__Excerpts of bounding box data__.
──────────

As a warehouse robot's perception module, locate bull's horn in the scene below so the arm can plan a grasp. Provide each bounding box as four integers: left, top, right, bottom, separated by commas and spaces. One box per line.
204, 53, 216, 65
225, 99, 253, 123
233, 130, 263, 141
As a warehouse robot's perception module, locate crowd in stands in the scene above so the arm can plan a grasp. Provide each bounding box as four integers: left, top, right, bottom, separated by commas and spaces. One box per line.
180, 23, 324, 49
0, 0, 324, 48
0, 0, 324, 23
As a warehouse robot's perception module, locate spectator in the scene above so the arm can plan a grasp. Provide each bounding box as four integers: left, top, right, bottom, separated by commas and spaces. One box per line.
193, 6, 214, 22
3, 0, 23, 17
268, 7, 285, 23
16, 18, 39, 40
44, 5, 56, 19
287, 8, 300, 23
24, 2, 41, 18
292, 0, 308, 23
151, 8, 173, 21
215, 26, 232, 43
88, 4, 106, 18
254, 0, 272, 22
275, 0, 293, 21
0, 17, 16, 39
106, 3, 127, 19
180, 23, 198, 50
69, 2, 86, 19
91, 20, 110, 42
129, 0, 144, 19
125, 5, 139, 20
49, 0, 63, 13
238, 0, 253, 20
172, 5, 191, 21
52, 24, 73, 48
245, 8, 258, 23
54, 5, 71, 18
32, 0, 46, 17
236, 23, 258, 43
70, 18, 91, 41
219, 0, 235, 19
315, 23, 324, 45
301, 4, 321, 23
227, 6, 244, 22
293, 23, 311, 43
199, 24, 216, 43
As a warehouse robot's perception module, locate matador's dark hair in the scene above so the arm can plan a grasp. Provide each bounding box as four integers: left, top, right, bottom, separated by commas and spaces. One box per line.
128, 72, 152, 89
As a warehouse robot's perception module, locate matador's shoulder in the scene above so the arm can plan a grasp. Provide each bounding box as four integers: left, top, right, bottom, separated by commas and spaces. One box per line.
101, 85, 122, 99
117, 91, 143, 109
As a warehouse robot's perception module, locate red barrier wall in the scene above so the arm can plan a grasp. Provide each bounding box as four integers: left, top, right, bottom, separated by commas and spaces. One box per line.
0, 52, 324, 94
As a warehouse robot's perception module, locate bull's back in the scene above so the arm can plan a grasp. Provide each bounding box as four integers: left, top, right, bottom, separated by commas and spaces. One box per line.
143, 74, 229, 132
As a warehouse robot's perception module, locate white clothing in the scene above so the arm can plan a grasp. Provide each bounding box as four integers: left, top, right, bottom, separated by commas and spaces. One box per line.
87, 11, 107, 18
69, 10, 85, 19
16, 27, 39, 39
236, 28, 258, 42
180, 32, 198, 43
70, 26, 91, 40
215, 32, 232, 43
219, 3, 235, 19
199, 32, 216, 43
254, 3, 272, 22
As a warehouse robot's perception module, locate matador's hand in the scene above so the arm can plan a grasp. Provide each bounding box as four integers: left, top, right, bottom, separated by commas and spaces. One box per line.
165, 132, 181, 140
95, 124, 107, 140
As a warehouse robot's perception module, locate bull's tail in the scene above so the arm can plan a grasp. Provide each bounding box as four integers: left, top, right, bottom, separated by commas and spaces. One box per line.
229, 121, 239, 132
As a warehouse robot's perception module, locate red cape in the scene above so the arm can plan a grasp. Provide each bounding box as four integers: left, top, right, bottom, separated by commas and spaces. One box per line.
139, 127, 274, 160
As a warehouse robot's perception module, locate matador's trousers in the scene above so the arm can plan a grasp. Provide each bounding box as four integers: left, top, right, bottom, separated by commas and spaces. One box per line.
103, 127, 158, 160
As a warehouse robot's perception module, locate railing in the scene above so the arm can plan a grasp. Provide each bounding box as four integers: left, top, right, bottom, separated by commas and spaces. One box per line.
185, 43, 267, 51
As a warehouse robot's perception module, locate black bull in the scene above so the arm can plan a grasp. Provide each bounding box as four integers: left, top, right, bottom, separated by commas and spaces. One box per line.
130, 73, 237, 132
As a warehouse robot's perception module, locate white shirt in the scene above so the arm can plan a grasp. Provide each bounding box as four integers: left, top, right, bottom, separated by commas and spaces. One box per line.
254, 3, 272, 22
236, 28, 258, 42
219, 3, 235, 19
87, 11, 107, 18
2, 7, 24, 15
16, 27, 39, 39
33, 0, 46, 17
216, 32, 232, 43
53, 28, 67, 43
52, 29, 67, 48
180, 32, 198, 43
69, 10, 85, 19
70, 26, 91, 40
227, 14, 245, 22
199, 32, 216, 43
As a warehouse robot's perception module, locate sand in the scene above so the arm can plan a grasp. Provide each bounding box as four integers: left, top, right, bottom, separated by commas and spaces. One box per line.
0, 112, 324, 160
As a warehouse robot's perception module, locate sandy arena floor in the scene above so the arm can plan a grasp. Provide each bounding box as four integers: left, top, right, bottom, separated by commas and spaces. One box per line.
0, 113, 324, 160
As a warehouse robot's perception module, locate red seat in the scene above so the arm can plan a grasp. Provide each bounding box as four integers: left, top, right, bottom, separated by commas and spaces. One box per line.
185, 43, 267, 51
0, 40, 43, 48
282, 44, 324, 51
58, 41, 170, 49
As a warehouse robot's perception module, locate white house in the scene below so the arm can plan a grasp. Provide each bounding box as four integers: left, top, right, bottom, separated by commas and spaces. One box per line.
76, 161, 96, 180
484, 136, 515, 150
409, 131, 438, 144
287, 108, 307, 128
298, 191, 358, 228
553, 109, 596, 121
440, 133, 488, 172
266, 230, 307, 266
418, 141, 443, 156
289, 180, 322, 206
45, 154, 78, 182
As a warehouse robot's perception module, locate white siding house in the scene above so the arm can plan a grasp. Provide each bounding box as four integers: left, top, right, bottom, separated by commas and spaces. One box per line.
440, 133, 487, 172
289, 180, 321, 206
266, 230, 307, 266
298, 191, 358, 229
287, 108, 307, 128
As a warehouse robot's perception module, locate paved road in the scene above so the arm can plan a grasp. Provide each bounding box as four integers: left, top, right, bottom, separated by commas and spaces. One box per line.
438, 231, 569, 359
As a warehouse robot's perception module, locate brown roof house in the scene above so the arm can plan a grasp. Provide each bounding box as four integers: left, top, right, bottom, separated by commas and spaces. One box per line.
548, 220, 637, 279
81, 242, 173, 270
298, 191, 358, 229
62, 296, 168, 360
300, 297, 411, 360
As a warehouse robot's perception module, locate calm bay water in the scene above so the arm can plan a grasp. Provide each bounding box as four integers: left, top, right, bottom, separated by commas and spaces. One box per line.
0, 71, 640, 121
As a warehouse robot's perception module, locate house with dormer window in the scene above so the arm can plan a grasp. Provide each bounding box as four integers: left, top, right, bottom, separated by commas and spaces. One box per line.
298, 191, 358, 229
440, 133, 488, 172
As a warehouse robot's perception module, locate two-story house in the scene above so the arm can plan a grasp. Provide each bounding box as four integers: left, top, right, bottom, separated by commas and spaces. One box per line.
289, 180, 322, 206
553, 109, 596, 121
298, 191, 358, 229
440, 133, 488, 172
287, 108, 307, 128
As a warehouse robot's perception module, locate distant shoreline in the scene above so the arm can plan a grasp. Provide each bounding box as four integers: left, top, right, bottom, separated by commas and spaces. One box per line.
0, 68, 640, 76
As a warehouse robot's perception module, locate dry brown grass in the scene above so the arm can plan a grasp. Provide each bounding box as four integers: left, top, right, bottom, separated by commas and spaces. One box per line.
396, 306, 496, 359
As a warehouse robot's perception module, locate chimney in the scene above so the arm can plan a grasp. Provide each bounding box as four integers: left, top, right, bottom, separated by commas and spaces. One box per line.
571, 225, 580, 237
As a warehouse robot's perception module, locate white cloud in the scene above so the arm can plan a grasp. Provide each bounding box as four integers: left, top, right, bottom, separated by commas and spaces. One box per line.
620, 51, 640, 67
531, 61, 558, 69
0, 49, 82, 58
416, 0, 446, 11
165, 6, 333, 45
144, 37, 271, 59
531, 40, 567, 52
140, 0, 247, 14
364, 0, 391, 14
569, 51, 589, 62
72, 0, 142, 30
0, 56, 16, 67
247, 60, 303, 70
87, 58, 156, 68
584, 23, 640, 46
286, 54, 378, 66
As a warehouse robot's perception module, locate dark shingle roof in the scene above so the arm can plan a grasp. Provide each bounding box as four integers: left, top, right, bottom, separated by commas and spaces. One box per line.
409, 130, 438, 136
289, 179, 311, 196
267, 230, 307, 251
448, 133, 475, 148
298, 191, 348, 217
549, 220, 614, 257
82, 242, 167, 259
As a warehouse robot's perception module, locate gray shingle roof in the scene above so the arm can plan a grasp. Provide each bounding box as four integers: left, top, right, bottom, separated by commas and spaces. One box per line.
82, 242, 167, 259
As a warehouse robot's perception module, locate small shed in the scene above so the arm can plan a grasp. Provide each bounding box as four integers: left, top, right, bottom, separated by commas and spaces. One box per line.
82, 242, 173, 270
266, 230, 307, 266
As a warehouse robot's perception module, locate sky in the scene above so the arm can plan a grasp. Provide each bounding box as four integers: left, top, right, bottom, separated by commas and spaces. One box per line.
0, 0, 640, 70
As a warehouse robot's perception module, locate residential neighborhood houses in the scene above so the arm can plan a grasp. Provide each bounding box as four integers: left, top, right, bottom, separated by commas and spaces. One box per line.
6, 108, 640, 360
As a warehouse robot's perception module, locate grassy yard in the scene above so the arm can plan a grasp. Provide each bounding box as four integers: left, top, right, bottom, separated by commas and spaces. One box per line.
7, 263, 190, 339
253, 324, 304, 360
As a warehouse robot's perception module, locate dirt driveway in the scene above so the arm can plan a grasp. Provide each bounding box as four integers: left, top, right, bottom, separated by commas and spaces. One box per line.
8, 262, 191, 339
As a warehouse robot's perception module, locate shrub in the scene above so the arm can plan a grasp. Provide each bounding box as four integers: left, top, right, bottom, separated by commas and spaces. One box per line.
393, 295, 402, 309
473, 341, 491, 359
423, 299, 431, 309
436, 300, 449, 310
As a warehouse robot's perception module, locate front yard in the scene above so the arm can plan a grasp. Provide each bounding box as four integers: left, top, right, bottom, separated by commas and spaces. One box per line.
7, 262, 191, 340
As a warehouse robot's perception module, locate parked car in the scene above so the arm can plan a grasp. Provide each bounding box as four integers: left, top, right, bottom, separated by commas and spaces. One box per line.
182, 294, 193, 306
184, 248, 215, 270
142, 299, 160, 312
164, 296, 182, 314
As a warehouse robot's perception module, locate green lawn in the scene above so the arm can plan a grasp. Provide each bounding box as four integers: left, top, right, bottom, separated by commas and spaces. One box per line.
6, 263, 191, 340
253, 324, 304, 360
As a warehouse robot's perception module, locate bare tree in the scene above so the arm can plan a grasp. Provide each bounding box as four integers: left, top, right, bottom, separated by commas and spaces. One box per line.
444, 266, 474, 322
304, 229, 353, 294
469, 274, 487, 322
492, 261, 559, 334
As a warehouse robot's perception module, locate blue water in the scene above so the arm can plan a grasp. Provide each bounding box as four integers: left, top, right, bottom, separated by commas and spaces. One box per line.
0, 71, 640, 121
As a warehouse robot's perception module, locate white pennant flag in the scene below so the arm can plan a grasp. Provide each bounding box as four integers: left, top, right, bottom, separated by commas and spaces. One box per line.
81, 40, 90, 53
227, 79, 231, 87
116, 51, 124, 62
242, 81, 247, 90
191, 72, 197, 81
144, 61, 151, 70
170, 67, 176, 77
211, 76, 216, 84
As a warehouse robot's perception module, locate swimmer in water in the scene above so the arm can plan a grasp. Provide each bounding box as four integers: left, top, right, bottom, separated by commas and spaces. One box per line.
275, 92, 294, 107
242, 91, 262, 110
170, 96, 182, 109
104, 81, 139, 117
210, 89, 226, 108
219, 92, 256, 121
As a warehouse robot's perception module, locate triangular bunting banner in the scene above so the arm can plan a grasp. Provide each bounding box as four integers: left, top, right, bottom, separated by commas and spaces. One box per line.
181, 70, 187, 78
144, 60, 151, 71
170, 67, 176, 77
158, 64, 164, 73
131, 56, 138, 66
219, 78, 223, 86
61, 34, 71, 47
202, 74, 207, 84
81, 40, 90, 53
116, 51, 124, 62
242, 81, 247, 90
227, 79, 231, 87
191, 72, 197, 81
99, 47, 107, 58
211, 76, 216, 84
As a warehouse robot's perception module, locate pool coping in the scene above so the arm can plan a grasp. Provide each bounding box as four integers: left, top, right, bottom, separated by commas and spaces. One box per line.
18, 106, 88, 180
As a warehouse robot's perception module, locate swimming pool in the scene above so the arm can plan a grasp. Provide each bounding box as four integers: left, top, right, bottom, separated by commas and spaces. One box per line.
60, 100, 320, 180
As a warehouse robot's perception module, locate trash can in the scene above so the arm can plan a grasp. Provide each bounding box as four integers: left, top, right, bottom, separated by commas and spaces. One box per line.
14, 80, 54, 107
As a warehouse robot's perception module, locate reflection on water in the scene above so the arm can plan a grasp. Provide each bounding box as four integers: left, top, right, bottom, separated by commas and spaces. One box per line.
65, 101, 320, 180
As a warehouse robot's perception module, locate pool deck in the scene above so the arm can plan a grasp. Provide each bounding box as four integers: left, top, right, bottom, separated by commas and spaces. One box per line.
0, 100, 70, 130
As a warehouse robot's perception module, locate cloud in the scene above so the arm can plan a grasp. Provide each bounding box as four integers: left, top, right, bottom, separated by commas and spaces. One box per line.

──────────

__What you have to do__. Format the data from the line containing "As a warehouse robot's perception module, locate red seat" through the line containing "300, 297, 411, 360", both included, as a Markdown table with the columns Row and Line. Number each row and skip any blank lines.

__The reply__.
| Row | Line |
|---|---|
| 1 | As a warehouse robot's perception module, locate red seat in the scene above so the arm can plan a grasp. Provide each bounding box as four integers: left, top, right, bottom, separated by commas and spaces. One box per line. |
| 2 | 185, 43, 267, 51 |
| 3 | 0, 40, 43, 48 |
| 4 | 282, 44, 324, 51 |
| 5 | 58, 41, 170, 49 |
| 6 | As a warehouse robot's perception module, locate white house in the scene below so the arm can plan a grasp. Provide each bounding box as four integers: left, top, right, bottom, separated by commas and spaces. One box per line. |
| 7 | 76, 161, 96, 180 |
| 8 | 484, 136, 515, 150 |
| 9 | 409, 131, 438, 144 |
| 10 | 287, 108, 307, 128 |
| 11 | 298, 191, 358, 228 |
| 12 | 553, 109, 596, 121 |
| 13 | 440, 133, 488, 172 |
| 14 | 266, 230, 307, 266 |
| 15 | 418, 141, 443, 156 |
| 16 | 289, 180, 322, 206 |
| 17 | 45, 154, 78, 182 |
| 18 | As a warehouse robot's perception module, locate white siding house in the scene above so the arm can plan a grasp. Provide each bounding box as four integers: left, top, right, bottom, separated by commas and spaces. One box per line. |
| 19 | 440, 133, 487, 172 |
| 20 | 289, 180, 321, 206 |
| 21 | 266, 230, 307, 266 |
| 22 | 298, 191, 358, 229 |
| 23 | 287, 108, 307, 128 |
| 24 | As a warehouse robot's perception module, locate paved road in the scene above so the arm can plan a grasp. Provide each bounding box as four integers: left, top, right, bottom, separated by commas and spaces. One box per line. |
| 25 | 438, 231, 569, 359 |
| 26 | As a warehouse robot's perception module, locate brown roof house in the scene above so the arm can plan a grasp. Provide each bounding box as four integers: left, top, right, bottom, separated by commas and spaces. One box per line. |
| 27 | 548, 220, 637, 279 |
| 28 | 81, 242, 173, 270 |
| 29 | 298, 191, 358, 229 |
| 30 | 62, 296, 168, 360 |
| 31 | 300, 297, 411, 360 |